→ Supplied text:
-.-.-

11 Day Solo Packrafting Expedition 200km North of the Arctic Circle in the most remote park in North America - Tuktut Nogait

July 2023
11 Days

Mileage: ~130 km
(82 miles)


This is a multi-video series with 5 parts. They can be found here: Arctic Canyons Episodes

Want more info? I did a 2 hour interview about the trip: Tuktut Nogait – Canoehound Outdoor Adventure Show

This summer, I embarked on an 11 day, Solo, Arctic Packrafting and Hiking Expedition in Tuktut Nogait National Park. Easily one of the most incredible places I have ever been to, and it doesn’t even seem real when you are surrounded by the canyons. This is a very remote area, well over 200 km north of the Arctic Circle.  To give you an idea of how few visit, in 2023, the park had a single visitor, and it was me. I worked with the park and researched for over 2 years to put this trip together. My mandate: I would traverse, chart, and paddle the Hornaday River through the Canyons to the Arctic Ocean.

Here is my overview route map. For a detailed map of the river canyons, as well as my gear list, and additional info, click the link above with the wrench.

I was flown in from Paulatuk to Uyarsivik Lake, compliments of Parks Canada (which is an awesome story for another time), and spent the first 2 days at an Inuvialuit Camp where youth was being taught skills and history by their Elders – it was a very humbling experience to see how one can live off the land. It then took me 10 days to get from Uyarsivik Lake to the Arctic Ocean. There are 3 very long white water canyons spanning this section of river. They are highly committing, with the longest being the 3rd canyon – I spent almost 4 days making my way through it. Lots of scouting, consistent back to back sections of rapids and portaging is very difficult on the rock walls.

It seems that the animals do not fear humans here. There was wildlife galore, every day in the valley had Caribou around me, a wolf in camp, and a grizzly at the side of the river while I paddled (very quickly) by. He came to the rivers edge to investigate, and lost interest and trotted up the river bank.

A little history of the trip, I was scanning for canyons in Northern Canada on google earth and came across this park. It was clear there was a very aggressive and long canyon section cut right in the arctic tundra. I spent months researching and found that this section of river was first attempted in 1977 by Larry Osgood and his team. They were successful in paddling a good portion of the canyons, portaging out of the canyons when needed. I acquired a copy of his journal (54 pages) of this trip, and I can’t even imagine the challenges of such a trip with the gear that was available and the lack of maps and information that there would have been at that time. Then, in July of 1999, the Beaudry Team, comprised of professional kayakers along with Parks Canada, became the first and only full descent of the Hornaday Canyons. They successfully ran the entire river and their report, albeit much shorter, had very good data in terms of the canyon descriptions. This section of river then lay dormant for nearly 25 years….

That is…until me and my packraft made our way up there! I filmed and documented every rapid, portage, campsite and point of interest along the canyons. I created a map (which is too large to upload here but will be hosted on my website) so that others can have the opportunity to safely run this incredible river.

The video linked above is the trailer for the multi-part series that is starting November 1st. If you have seen any of my other trip videos, this one will be the same, basic documentary style go-pro footage stitched together with some music here and there. I’m not a super fancy editor, priority is always the trip itself. Enjoy!

-.-.-

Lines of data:
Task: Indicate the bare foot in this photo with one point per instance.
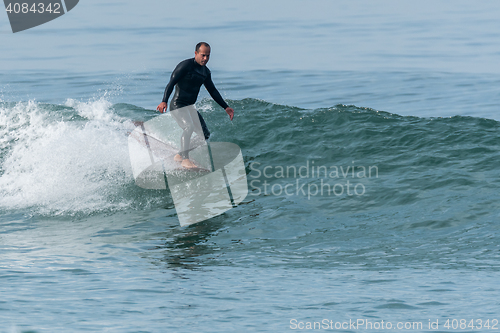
(186, 163)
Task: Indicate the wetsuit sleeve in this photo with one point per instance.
(176, 76)
(214, 92)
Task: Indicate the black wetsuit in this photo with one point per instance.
(187, 79)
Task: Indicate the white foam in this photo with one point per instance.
(63, 167)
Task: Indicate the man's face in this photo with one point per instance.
(202, 56)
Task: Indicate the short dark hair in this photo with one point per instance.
(197, 49)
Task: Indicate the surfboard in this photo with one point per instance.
(162, 148)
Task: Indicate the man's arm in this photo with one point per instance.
(209, 84)
(176, 76)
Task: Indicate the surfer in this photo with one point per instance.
(187, 79)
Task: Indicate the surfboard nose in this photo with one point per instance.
(28, 14)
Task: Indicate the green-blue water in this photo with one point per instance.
(369, 132)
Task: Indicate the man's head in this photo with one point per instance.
(202, 53)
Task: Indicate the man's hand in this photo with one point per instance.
(163, 107)
(230, 112)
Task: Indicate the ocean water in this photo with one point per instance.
(370, 140)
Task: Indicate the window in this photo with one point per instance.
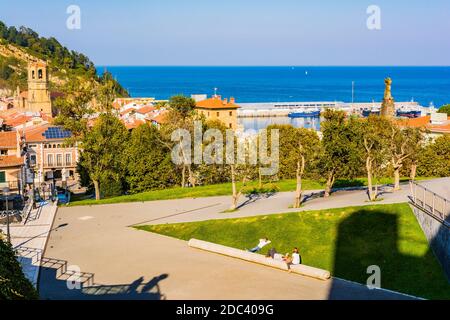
(50, 159)
(59, 160)
(68, 159)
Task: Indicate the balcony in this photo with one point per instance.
(12, 185)
(59, 165)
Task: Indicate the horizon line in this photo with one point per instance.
(276, 66)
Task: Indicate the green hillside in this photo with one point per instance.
(22, 44)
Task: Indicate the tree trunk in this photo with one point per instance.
(397, 178)
(191, 177)
(330, 182)
(97, 190)
(183, 176)
(298, 191)
(260, 179)
(235, 196)
(372, 194)
(413, 172)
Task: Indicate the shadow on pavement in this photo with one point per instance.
(371, 238)
(58, 283)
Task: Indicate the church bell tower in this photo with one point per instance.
(38, 92)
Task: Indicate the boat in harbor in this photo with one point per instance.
(368, 112)
(305, 114)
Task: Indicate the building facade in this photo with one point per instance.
(217, 109)
(11, 160)
(50, 156)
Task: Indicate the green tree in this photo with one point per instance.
(183, 106)
(445, 109)
(308, 148)
(375, 136)
(148, 161)
(404, 144)
(75, 107)
(103, 151)
(340, 154)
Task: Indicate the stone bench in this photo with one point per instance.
(260, 259)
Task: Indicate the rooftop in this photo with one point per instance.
(216, 102)
(8, 139)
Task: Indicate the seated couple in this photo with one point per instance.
(293, 258)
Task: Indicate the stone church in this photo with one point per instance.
(38, 97)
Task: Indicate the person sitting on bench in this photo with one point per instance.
(262, 243)
(295, 259)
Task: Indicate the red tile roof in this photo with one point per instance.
(424, 122)
(11, 161)
(217, 103)
(146, 109)
(161, 118)
(8, 139)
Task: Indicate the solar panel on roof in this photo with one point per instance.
(56, 133)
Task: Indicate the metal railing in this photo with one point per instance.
(433, 203)
(13, 185)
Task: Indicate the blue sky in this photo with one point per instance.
(244, 32)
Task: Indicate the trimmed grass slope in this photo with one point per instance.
(223, 189)
(345, 241)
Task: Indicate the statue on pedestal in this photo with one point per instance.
(388, 105)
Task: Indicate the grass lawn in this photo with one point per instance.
(345, 241)
(217, 190)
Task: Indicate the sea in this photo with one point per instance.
(425, 85)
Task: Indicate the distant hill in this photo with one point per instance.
(18, 46)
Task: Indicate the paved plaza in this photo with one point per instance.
(124, 263)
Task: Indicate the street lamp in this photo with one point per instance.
(6, 194)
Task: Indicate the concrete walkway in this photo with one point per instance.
(189, 210)
(131, 264)
(30, 237)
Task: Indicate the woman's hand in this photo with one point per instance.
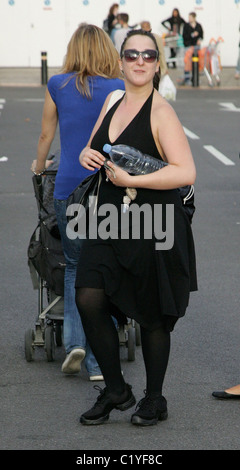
(38, 167)
(118, 176)
(91, 159)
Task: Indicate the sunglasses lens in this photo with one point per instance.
(131, 55)
(149, 56)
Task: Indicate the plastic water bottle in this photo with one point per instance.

-.-.-

→ Directive 1:
Answer these questions using the Tuktut Nogait expedition account:
(a) From which community was the writer flown in to Uyarsivik Lake?
(b) In what year did Larry Osgood and his team first attempt this section of river?
(c) Which of the three canyons took the writer almost 4 days to get through?
→ Directive 2: Write the next paragraph of the Tuktut Nogait expedition account, picking up after its final sentence.

→ Expected output 1:
(a) Paulatuk
(b) 1977
(c) The 3rd canyon

→ Expected output 2:
 So you want to visit the park? Then keep reading!

Tuktut Nogait Hornaday Canyon Trip Planning Information

This information was specific to my trip and itinerary, yours may differ depending on the intended route.

Getting there:

The jump off point for my trip in Tuktut Nogait National Park was Paulatuk. This is a small community of about 300 people living on the shores of the Arctic Ocean, and can only be accessed by Air from Inuvik. A multi-day hike will bring you to the park border.

You will easily be able to find commercial flights to Inuvik. From Inuvik you can use Aklak Air to fly to Paulatuk.

There are options to fly in direct to various areas of the park from Inuvik and Norman Wells using a float plane charter. These tend to be much more expensive.


There is a hotel inside the Paulatuk Community center and an AirBNB in the town of Paulatuk. Prices are around $250/$300 per night. This is a small community, you are able to walk to everything in town.

The Gates of the Hornaday Canyons

You can hike directly from Paulatuk to the gates of the first canyon. This is roughly 70km over arctic tundra. The trip will give you an opportunity to scout the entire length of the river from the canyon rim. I was flown by floatplane from Paulatuk to Lake Uyarsivik, from there it is a 15-20km hike to the gates of the 1st canyon.

Hornaday Canyon Map

The only map of the river that I know of is the one that I made. This will contain all the information needed for your trip from the gates of the 1st canyon, to the exit of the lower 3rd canyon. You will need to obtain any other maps for hiking and traversing the lands. There are a few companies offering maps of Tuktut Nogait National Park, just search online.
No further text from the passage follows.